Consigne 1: Relevez tous les lieux désignés par un nom propre dans l'extrait sur la rédemption.
Consigne 2: Poursuivez l'extrait sur la rédemption après sa dernière phrase.

À ce point de sa réalisation, la rédemption entre dans une phase différente. N’est-il pas loisible d’affirmer, sans excessive hardiesse, que la situation devenue nouvelle pour l’homme devient également nouvelle pour Dieu ? La rédemption objective dépendait, originairement, du seul amour de Dieu ; et, quels qu’aient été les débats au désert (Matthieu 4.1 ; Marc 1.13; Luc 4.2), les obstacles rencontrés en Galilée et en Judée (Matthieu 12.25 ; Matthieu 12.34 ; Matthieu 16.1 ; Marc 3.6 ; Marc 12.13; Luc 5.21 ; Luc 6.7 ; Luc 11.53 ; Jean 7.32 ; Jean 11.47 etc.), l’agonie à Gethsémané (Matthieu 26.38 ; Marc 14.34), l’abandon à Golgotha (Matthieu 27.46), la rédemption objective dépendait, historiquement, du seul amour de Jésus. Par la rédemption objective l’homme est théoriquement placé dans un état analogue à celui de son ancêtre lors de la création ; un pouvoir de choix lui est octroyé une fois encore pour le bien ou pour le mal, une décision lui est derechef permise pour orienter et déterminer sa destinée ; il résulte de cette restauration de la liberté en l’homme que la délivrance de l’homme n’est pas uniquement affaire de Dieu mais aussi affaire de l’homme, que la rédemption pour être la grande résurrection humaine exige l’acquiescement de la liberté humaine, que le salut universel, intégral qui est en Jésus-Christ est aussi pour chaque homme le salut qui est en lui. Comme la liberté de la créature a joué à l’origine du monde moral, elle est appelée à jouer semblablement à l’origine du monde racheté, elle est appelée à jouer pour faire de l’homme mis en présence du Christ rédempteur un affranchi, un fils de Dieu.

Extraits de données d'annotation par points

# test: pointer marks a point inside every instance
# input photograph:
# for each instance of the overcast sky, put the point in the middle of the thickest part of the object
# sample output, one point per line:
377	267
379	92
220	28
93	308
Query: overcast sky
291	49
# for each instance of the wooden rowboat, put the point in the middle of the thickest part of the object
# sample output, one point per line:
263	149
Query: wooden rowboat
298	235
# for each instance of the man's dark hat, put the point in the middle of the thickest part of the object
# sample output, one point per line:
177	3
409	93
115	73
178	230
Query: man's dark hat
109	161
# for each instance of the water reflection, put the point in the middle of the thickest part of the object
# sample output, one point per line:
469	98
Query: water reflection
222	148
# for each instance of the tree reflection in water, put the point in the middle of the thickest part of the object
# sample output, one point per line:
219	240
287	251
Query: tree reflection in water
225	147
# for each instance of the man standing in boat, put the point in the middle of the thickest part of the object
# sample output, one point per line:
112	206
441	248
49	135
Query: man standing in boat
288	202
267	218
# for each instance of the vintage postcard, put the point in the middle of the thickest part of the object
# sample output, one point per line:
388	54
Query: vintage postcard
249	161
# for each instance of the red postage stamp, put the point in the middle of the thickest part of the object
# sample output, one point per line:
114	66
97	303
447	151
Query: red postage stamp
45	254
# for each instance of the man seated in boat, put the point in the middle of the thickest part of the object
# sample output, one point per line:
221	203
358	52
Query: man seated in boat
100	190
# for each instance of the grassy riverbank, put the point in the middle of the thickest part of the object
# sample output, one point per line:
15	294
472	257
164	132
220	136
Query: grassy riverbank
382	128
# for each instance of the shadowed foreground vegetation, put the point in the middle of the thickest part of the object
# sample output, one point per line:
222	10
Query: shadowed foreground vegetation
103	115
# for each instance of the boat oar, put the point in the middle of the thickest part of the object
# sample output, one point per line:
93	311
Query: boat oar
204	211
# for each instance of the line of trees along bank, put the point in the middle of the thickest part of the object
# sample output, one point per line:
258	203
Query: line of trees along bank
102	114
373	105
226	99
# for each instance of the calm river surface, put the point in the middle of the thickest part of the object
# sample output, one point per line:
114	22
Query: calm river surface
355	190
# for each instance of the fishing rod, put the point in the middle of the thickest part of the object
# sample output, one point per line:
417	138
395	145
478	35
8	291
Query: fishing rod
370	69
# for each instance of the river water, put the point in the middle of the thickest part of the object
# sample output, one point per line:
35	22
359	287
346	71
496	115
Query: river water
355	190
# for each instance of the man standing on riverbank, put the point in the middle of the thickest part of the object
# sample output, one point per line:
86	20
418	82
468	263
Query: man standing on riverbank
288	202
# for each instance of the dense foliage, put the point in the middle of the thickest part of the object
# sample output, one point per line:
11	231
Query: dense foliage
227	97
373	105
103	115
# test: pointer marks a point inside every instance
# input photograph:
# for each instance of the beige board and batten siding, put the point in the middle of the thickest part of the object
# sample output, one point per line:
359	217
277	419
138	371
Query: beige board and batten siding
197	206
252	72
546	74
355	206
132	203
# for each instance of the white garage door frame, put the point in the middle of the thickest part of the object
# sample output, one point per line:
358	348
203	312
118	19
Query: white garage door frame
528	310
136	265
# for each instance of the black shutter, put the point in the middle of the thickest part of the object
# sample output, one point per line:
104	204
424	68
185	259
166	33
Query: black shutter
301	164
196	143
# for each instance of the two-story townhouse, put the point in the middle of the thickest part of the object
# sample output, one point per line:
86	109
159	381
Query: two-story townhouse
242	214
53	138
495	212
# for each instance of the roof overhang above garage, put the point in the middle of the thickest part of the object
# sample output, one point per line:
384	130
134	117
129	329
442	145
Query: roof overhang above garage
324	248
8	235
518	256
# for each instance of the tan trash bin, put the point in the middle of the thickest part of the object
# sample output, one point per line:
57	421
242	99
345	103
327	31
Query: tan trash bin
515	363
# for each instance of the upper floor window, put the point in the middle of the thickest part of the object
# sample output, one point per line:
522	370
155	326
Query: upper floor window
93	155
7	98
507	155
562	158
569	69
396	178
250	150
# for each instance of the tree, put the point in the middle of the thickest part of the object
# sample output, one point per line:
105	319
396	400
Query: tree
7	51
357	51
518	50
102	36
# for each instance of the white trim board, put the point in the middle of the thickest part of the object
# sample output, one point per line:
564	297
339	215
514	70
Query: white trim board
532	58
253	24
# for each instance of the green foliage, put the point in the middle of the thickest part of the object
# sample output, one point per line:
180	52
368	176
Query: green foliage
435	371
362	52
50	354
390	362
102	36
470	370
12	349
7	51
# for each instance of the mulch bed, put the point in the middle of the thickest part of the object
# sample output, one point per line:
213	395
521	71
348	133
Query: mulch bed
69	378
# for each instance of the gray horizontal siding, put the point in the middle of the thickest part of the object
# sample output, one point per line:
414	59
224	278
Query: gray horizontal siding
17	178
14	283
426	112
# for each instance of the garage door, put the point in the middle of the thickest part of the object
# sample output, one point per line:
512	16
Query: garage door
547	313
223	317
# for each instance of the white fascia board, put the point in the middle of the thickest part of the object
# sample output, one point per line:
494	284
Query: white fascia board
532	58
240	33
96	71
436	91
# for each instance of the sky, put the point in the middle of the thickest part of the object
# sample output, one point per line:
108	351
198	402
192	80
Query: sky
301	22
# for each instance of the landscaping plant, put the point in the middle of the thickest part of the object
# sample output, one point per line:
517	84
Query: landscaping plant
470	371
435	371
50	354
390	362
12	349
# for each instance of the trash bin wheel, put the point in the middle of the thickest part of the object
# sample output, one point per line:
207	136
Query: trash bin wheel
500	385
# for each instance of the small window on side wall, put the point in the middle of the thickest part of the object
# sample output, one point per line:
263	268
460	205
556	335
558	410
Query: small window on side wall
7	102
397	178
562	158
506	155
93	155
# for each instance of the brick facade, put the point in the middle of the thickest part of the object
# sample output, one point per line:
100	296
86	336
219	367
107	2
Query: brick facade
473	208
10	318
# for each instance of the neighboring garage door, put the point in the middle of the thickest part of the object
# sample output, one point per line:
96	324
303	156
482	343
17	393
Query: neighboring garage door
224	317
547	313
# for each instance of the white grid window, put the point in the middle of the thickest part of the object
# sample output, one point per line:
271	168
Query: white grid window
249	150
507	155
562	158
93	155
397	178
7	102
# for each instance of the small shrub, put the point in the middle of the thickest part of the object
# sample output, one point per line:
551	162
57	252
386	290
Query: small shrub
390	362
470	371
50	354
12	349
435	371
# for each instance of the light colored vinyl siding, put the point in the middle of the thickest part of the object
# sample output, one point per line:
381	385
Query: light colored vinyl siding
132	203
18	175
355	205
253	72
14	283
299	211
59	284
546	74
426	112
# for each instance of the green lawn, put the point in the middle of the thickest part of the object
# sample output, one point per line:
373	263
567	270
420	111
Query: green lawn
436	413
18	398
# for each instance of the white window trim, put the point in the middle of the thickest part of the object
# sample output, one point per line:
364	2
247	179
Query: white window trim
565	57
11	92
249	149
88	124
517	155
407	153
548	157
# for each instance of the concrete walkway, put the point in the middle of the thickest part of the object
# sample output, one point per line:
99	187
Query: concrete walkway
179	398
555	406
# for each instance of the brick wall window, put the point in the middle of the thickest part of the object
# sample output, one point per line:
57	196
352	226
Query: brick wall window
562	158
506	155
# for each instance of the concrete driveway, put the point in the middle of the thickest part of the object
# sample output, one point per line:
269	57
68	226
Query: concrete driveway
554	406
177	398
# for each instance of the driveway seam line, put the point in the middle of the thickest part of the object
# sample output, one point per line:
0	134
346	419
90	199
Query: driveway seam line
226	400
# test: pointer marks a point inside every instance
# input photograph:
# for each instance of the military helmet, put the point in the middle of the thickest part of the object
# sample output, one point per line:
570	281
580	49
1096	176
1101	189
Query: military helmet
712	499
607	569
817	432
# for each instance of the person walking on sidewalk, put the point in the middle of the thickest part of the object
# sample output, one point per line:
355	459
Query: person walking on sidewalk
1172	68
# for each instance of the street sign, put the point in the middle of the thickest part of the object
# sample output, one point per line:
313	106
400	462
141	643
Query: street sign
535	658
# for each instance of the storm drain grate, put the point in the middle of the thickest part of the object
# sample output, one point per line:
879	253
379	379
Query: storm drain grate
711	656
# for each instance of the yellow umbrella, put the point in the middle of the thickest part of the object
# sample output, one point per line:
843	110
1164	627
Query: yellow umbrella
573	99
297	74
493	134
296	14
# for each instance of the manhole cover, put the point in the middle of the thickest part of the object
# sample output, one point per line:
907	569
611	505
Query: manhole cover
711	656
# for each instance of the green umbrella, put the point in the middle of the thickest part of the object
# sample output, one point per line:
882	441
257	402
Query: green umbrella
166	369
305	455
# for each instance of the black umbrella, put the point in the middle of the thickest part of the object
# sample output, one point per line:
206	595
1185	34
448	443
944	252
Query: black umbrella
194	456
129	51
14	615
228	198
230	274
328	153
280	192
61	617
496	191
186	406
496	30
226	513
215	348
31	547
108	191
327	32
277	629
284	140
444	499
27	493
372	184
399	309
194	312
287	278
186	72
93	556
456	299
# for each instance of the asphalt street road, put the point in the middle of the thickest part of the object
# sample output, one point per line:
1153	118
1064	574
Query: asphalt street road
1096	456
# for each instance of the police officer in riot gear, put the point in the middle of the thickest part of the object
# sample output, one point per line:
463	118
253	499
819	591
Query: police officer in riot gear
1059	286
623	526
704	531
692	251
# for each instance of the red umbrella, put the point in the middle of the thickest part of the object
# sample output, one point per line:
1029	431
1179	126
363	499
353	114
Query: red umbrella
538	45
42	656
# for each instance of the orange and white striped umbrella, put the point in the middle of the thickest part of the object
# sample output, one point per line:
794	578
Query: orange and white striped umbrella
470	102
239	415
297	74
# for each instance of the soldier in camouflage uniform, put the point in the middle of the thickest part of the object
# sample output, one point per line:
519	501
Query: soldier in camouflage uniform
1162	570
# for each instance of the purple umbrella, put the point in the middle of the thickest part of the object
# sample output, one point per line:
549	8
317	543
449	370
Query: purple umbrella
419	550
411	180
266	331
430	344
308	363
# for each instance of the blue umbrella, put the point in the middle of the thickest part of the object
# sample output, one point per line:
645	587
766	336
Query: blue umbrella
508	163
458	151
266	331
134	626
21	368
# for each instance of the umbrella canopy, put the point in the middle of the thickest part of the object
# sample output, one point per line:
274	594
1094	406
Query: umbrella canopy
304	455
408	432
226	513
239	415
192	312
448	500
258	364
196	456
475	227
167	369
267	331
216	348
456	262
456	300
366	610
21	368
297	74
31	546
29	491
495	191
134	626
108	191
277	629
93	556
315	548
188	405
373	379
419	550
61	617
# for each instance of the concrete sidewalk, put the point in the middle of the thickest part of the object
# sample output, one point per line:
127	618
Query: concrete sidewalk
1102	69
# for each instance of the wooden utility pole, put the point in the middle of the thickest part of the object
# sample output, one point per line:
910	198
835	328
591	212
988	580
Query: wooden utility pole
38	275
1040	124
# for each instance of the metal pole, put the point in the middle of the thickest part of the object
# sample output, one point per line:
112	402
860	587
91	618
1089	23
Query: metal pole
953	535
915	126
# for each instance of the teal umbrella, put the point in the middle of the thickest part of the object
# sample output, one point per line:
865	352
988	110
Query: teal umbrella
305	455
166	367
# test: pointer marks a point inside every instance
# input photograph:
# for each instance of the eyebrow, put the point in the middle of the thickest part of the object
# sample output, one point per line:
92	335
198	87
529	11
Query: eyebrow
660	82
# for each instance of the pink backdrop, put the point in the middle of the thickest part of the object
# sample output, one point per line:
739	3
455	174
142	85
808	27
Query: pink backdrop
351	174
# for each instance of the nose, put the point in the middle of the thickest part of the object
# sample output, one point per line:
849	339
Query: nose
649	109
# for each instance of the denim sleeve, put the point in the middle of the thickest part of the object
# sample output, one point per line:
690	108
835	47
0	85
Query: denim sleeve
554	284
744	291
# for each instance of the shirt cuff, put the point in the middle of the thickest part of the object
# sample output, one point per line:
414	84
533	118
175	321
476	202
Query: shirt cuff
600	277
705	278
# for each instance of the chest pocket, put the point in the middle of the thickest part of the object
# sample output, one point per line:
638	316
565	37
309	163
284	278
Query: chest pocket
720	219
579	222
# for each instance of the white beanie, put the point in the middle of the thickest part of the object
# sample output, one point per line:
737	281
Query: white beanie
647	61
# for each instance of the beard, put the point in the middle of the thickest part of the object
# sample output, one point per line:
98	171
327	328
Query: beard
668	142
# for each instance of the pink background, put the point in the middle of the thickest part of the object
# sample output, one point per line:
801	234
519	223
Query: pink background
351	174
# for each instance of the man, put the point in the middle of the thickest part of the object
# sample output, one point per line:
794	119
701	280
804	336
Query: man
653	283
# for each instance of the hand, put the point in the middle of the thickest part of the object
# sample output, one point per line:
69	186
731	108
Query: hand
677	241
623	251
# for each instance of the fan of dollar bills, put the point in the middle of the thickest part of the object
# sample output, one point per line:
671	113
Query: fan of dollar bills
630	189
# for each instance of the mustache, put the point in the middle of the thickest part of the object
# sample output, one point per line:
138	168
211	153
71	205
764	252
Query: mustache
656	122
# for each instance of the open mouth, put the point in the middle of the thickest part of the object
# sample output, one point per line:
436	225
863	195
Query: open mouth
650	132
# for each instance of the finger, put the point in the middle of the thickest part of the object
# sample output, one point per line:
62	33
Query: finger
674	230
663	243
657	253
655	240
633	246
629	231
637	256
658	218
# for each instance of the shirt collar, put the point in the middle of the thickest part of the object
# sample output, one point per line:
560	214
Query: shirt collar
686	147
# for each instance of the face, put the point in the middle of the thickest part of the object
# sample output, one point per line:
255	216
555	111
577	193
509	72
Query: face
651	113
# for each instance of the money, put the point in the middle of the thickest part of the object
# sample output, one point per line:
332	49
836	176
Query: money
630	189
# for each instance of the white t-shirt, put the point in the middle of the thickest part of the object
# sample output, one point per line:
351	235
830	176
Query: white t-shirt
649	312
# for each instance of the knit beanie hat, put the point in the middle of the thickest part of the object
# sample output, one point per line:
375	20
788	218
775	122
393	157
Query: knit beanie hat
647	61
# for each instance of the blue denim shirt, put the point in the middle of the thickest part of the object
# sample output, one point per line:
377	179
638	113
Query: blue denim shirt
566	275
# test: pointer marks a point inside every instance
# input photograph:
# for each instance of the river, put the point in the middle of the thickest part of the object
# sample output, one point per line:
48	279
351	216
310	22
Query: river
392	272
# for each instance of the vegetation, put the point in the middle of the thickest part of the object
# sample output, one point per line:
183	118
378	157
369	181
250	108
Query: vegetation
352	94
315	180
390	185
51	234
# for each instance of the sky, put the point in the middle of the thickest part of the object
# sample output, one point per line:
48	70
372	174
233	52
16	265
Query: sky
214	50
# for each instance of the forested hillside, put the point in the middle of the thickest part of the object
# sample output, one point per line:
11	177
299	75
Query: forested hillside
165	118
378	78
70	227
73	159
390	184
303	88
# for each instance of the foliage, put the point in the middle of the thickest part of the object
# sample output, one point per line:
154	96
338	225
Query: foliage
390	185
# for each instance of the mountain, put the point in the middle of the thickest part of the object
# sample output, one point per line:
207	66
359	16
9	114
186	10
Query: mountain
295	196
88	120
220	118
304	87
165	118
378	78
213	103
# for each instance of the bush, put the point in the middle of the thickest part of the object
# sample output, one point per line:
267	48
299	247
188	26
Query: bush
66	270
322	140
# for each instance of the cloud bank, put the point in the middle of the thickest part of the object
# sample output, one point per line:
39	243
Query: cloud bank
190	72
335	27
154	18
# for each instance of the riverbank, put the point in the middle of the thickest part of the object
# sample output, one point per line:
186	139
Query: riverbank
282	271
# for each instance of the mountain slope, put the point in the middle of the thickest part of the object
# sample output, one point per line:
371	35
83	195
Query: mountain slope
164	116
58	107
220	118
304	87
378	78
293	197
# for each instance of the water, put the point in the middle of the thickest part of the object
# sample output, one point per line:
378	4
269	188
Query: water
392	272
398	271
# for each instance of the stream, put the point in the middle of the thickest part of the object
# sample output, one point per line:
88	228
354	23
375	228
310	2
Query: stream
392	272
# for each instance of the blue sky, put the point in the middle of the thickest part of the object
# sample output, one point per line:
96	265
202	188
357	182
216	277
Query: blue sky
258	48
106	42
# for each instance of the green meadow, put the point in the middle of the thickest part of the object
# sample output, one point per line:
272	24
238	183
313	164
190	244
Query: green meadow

Résultat 1: Galilée, Judée, Gethsémané, Golgotha

Résultat 2:
Il est bien certain, en effet, que si le péché est absolument contraire à la volonté de Dieu, s’il est une négation de sa sainteté, s’il entraîne après lui les plus graves conséquences, et si, cependant, Dieu a attaché un si grand prix à la liberté de la créature que de la laisser abuser de cette liberté plutôt que de la contraindre, il ne la contraindra pas non plus pour la ramener au bien. Ce n’est donc pas par une action extérieure, magique, mais par les moyens en rapport avec la nature morale de l’homme et avec les lois de cette nature morale qu’il préparera et accomplira le relèvement de l’humanité. Le secours surnaturel que son amour envoie à l’homme ne portera pas atteinte aux lois éternelles qui sont l’expression de sa volonté sainte. Et son amour tiendra d’autant plus compte de la liberté de sa créature, même tombée, que cette créature, il persiste à l’aimer ; il la traitera non comme une matière brute qu’il modifie à son gré mais comme une personne morale. Vinet l’a simplement et admirablement dit : « Dieu ne force rien, n’attente jamais à notre liberté, et sa grâce n’est autre chose qu’une éloquence toute divine, un esprit parlant à un esprit, l’Esprit de Dieu à l’esprit de l’homme. Il frappe à la porte mais il ne l’enfonce pas ; il sait trop bien l’art de se la faire ouvrir. Tout est mystérieux, rien n’est magique dans l’œuvre de la conversion ; les lois de notre nature y sont observées et nous ne cessons pas un instant d’être hommes. » (Étude Évangile, p. 391).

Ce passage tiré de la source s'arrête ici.